— Start Exercise materials —
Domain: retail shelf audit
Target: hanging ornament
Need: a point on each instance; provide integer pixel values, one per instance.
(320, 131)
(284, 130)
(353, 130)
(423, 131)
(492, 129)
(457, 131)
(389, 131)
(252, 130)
— End Exercise materials —
• **Your objective**: Can you rewrite the data above with "hanging ornament" changed to "hanging decoration" and everything else left the same?

• **Task response**:
Domain: retail shelf audit
Target: hanging decoration
Need: a point on each instance; provide integer pixel values, one per instance.
(320, 131)
(284, 130)
(353, 130)
(423, 131)
(492, 129)
(457, 131)
(389, 131)
(252, 130)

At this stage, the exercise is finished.